— What to do —
Print the rows starting with the line that contains "Where can the bare" and continuing through the line that contains "x=27, y=144", with both of those lines included, reproducing each line character for character and printing nothing else.
* BEGIN Exercise input *
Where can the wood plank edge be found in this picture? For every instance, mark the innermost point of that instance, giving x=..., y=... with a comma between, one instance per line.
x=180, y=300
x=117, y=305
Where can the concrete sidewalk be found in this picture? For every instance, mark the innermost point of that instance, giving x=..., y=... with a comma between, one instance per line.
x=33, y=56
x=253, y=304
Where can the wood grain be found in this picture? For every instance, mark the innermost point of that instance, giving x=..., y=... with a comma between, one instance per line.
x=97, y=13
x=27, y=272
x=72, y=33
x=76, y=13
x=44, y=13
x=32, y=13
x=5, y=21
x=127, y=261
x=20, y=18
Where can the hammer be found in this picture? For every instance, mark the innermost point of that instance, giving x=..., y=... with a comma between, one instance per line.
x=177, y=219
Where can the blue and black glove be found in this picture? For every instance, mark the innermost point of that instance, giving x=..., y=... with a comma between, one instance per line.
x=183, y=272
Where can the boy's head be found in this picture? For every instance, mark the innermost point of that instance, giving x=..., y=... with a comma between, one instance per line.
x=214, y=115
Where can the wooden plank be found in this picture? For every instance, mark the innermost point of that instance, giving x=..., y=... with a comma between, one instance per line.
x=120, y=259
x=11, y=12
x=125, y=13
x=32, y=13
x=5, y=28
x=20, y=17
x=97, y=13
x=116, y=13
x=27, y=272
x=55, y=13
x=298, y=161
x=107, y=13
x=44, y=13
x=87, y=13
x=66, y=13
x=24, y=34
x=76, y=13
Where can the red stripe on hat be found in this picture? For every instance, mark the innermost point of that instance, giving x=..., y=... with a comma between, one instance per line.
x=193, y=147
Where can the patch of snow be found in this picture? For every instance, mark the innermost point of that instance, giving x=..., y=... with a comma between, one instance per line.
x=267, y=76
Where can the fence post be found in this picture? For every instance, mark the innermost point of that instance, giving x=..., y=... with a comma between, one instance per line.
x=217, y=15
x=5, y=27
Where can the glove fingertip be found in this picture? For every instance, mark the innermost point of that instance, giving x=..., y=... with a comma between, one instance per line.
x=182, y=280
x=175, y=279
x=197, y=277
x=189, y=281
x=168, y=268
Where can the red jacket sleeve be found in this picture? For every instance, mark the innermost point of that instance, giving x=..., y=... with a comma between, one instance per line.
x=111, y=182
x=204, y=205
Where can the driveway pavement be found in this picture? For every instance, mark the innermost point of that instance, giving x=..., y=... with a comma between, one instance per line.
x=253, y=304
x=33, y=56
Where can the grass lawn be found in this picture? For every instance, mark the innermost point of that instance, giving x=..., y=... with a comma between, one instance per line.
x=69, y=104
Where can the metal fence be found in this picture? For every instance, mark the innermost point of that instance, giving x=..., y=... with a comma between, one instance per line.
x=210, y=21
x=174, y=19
* END Exercise input *
* BEGIN Exercise input *
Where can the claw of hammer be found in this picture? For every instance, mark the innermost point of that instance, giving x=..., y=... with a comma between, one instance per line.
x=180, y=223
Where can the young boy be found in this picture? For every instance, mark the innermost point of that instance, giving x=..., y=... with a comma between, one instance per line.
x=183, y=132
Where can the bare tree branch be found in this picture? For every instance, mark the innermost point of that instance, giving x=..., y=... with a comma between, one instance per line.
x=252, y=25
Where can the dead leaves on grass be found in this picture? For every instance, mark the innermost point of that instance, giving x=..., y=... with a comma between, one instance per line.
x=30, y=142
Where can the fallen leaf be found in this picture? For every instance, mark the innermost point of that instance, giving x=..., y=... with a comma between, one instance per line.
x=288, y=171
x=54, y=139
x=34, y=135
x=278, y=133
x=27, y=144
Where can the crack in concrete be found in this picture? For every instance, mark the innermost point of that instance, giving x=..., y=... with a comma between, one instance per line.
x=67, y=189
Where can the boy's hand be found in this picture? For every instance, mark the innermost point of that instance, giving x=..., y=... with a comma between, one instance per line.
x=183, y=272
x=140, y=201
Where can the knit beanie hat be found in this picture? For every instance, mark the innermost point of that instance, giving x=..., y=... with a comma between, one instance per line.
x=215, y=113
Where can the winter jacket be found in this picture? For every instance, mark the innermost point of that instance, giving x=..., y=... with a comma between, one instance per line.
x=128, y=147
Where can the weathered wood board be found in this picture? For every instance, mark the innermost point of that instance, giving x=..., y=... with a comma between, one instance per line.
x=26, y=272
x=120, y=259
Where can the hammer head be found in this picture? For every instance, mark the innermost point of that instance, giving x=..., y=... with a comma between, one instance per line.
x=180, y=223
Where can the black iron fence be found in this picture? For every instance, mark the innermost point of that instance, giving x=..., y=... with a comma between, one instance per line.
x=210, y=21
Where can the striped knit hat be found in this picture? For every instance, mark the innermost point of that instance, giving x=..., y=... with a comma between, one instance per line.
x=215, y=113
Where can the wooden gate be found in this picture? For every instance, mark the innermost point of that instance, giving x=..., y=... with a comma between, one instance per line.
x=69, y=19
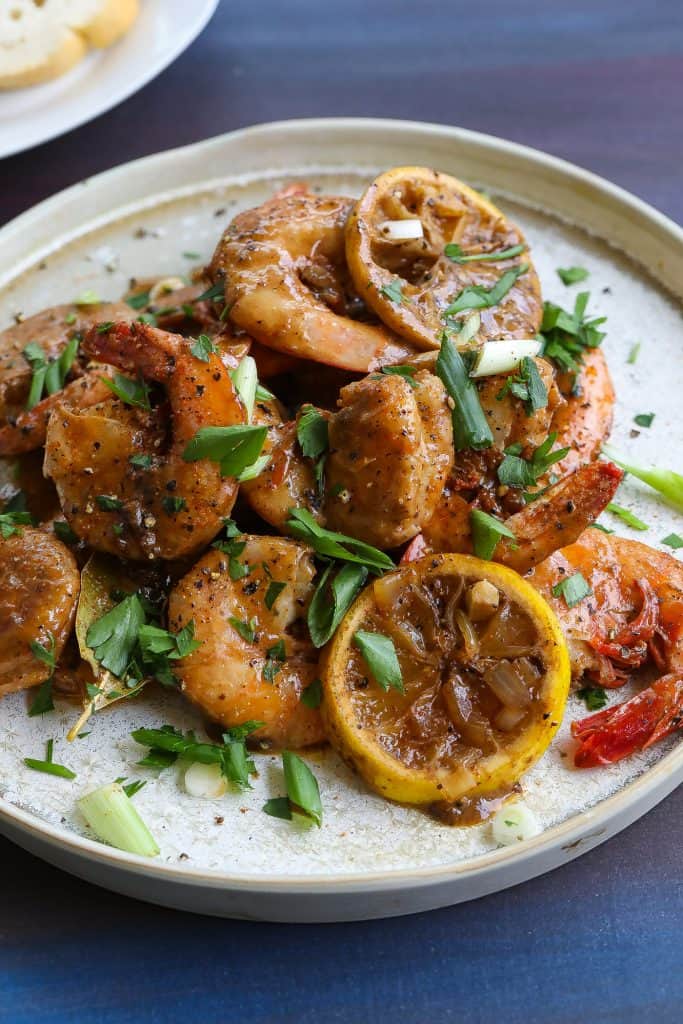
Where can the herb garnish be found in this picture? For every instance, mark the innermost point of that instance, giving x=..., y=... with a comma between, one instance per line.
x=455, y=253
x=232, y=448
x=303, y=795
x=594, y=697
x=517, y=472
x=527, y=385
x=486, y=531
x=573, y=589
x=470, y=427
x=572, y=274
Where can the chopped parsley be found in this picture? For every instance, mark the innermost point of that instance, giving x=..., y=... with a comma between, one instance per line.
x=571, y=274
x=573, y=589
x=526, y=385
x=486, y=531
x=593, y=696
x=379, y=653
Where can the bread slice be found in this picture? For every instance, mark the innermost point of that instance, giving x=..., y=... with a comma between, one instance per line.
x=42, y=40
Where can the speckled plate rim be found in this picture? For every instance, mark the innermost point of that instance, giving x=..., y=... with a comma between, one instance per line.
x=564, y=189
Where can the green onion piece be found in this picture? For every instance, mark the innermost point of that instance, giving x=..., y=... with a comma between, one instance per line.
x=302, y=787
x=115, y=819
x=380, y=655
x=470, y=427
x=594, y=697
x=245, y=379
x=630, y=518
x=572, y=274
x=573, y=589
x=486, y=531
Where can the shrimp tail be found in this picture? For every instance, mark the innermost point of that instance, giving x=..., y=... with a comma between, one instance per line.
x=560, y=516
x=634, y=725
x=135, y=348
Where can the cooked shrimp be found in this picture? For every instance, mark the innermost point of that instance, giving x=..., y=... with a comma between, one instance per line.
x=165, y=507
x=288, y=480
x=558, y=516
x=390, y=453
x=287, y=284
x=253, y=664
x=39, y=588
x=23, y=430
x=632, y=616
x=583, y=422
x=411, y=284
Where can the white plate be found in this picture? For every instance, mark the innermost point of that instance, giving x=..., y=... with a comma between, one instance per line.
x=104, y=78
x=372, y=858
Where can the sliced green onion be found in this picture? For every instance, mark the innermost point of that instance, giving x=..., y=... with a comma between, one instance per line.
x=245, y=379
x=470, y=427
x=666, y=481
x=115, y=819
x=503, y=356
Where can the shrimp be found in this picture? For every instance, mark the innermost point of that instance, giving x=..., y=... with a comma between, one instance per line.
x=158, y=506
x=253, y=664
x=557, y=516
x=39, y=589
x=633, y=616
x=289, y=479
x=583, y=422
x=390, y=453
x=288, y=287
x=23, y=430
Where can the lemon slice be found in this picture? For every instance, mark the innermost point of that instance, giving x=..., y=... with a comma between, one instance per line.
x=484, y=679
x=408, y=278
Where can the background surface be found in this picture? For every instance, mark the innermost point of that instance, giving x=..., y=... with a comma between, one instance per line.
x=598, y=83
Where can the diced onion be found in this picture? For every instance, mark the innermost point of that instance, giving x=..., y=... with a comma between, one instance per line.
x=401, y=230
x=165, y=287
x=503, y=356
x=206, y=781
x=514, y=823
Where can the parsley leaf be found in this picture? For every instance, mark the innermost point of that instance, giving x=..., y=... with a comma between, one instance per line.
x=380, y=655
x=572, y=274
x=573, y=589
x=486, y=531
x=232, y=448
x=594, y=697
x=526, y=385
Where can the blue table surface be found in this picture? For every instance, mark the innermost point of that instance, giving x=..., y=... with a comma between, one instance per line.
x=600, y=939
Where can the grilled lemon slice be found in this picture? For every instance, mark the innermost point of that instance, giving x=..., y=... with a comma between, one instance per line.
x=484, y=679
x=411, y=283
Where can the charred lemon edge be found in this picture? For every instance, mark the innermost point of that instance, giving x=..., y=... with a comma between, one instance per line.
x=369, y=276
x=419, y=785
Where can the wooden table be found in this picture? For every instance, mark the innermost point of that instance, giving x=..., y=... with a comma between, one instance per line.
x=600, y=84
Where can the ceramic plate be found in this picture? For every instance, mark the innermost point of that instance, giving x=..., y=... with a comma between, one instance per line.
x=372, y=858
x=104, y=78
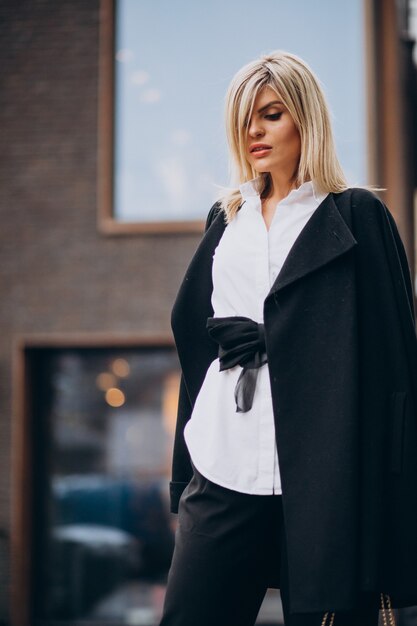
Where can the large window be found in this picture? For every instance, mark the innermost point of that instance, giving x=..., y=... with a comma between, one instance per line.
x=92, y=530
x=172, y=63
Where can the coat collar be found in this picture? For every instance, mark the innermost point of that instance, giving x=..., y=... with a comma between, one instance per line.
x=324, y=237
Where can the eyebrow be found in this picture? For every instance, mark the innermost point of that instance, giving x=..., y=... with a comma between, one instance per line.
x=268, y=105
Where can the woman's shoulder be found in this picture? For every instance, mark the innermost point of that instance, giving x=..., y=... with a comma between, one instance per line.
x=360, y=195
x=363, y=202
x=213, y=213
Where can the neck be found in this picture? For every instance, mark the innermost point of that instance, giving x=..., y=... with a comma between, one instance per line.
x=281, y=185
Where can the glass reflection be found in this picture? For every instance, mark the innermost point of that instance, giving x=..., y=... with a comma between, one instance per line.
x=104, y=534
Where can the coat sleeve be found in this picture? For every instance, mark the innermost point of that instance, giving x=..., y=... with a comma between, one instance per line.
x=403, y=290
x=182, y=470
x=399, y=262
* END Exercise input *
* BEGIN Exercise input *
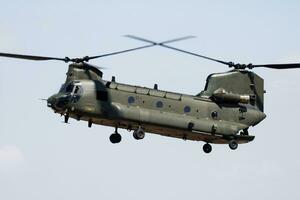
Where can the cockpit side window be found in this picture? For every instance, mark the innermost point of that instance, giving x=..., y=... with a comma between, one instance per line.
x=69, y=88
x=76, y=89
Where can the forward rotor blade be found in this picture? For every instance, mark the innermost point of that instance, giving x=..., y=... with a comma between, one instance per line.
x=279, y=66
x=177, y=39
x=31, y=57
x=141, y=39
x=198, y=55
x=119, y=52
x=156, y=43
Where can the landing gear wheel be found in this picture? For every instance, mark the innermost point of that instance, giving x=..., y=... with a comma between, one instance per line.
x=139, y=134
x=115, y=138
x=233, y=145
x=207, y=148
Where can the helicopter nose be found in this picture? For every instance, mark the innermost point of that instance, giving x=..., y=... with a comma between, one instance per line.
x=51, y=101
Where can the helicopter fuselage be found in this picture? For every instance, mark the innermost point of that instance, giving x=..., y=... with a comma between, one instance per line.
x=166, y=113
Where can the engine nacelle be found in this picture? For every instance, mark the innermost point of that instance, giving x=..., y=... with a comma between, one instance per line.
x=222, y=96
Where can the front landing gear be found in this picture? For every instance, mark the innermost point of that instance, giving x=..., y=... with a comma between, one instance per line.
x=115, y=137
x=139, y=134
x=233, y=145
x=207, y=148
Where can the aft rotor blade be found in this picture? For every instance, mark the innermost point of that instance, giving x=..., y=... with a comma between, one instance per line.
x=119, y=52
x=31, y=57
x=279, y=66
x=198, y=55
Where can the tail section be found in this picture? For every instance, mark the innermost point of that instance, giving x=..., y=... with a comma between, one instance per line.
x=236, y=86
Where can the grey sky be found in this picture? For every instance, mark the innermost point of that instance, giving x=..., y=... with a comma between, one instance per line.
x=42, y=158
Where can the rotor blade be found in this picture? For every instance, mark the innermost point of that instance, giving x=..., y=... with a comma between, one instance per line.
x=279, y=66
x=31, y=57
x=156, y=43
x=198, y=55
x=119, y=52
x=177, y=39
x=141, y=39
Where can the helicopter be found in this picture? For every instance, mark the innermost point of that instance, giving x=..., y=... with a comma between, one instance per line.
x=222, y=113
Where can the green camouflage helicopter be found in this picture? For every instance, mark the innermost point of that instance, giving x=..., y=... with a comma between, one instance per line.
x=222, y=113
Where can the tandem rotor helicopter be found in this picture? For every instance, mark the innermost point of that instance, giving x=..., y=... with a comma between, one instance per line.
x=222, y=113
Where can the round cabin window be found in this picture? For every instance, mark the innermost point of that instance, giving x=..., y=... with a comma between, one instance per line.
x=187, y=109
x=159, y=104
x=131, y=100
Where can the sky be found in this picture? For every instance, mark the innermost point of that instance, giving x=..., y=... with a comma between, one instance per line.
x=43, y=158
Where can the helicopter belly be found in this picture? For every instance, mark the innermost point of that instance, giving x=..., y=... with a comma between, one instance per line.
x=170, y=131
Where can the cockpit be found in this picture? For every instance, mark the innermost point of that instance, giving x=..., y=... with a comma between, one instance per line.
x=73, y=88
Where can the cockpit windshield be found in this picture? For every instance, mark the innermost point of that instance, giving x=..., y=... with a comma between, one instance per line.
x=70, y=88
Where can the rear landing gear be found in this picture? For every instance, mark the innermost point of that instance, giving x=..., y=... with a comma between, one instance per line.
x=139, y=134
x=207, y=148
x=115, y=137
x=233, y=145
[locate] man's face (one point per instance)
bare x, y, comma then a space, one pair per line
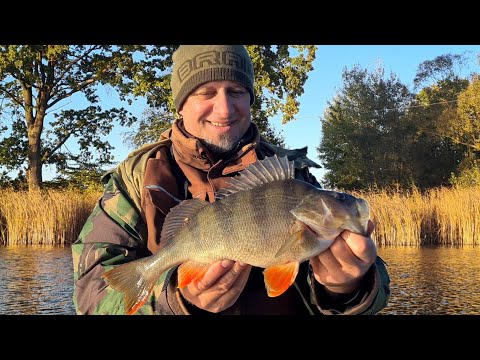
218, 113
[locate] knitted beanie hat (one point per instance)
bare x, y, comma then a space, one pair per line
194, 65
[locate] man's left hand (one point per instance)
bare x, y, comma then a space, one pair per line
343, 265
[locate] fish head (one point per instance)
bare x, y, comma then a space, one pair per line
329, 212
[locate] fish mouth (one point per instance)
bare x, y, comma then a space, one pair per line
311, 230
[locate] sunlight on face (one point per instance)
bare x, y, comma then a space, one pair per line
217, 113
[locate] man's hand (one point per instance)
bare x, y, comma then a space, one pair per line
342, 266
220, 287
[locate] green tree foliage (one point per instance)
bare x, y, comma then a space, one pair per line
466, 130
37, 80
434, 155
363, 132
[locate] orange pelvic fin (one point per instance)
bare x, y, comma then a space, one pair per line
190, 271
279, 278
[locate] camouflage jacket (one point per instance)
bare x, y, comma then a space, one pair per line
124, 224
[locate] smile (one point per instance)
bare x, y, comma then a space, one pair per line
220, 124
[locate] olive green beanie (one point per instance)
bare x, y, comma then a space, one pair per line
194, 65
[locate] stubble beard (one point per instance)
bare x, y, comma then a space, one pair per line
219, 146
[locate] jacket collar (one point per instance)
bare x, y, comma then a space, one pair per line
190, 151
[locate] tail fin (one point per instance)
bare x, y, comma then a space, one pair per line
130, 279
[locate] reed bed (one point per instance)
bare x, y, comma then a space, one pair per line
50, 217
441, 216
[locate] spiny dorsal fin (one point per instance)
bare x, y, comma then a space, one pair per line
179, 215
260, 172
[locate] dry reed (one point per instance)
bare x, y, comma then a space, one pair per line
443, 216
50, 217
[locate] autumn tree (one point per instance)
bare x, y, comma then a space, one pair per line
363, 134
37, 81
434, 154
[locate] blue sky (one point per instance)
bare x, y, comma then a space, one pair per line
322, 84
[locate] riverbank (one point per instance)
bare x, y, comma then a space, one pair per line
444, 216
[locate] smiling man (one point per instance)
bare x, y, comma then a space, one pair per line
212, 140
* END Exercise input *
— Solution below —
Where can the bare tree branch be found in this picture? For every instance, mark the innermost point of that instance, giving x=..., y=... with a comma between, one instance per line.
x=252, y=25
Where can the dead leaves on grass be found in this picture? For every instance, mark the innermost point of that instance, giving x=..., y=... with a comma between, one instance per line.
x=30, y=142
Where can the fallen leaf be found in this picture? For every instance, mark the innermost point of that instance, giving x=..., y=... with a comma between, one instance per line.
x=288, y=171
x=54, y=139
x=34, y=135
x=278, y=133
x=27, y=144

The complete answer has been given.